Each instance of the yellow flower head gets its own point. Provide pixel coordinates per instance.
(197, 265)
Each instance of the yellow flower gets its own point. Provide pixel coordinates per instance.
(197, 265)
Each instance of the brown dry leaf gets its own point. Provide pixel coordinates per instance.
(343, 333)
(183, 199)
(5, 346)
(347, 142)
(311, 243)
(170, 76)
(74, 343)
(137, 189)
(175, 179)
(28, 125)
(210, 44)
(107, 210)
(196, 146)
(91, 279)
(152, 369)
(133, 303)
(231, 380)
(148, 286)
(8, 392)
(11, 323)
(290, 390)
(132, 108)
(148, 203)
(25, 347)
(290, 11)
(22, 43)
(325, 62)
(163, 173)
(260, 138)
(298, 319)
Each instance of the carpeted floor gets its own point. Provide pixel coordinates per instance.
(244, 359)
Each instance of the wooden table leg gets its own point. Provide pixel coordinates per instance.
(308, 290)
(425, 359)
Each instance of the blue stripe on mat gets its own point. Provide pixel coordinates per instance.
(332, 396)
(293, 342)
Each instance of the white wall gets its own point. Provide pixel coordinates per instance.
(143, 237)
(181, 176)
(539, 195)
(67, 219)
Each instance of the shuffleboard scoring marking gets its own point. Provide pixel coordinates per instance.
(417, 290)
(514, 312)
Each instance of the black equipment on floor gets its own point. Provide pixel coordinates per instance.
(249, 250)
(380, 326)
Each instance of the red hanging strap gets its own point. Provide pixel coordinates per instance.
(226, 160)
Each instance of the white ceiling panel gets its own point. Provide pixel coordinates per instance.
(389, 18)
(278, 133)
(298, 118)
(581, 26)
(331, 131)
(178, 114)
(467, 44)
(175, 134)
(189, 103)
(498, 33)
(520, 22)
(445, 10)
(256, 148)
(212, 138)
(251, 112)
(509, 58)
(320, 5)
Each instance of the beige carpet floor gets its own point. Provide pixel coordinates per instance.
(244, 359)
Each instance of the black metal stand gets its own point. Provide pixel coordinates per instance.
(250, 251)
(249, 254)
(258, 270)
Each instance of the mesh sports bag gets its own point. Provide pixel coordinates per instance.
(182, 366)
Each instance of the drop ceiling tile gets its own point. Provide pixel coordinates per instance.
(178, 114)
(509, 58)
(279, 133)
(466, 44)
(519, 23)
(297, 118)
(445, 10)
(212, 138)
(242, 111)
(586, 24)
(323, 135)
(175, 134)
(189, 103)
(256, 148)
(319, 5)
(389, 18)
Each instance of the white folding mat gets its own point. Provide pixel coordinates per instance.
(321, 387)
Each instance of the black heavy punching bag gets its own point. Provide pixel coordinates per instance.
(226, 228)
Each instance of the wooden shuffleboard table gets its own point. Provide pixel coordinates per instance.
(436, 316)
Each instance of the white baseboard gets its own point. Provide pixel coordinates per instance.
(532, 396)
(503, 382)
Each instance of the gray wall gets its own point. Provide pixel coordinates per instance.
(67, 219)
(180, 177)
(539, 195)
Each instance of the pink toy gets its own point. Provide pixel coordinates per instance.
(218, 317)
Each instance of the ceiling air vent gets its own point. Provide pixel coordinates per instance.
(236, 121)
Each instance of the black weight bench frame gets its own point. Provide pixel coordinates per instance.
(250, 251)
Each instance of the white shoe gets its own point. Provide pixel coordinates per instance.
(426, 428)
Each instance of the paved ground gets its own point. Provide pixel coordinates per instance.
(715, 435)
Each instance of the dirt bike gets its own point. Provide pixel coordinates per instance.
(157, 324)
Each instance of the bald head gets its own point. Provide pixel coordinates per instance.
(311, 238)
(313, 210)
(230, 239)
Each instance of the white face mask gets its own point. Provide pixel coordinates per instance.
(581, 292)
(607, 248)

===

What is being asked
Return every line from the one holding "Each instance of the white face" through the end of the data, exactly as it appears, with both ends kept and nothing else.

Solution for this task
Each instance of the white face mask gets its own point. Provide pixel coordinates per instance.
(581, 292)
(607, 248)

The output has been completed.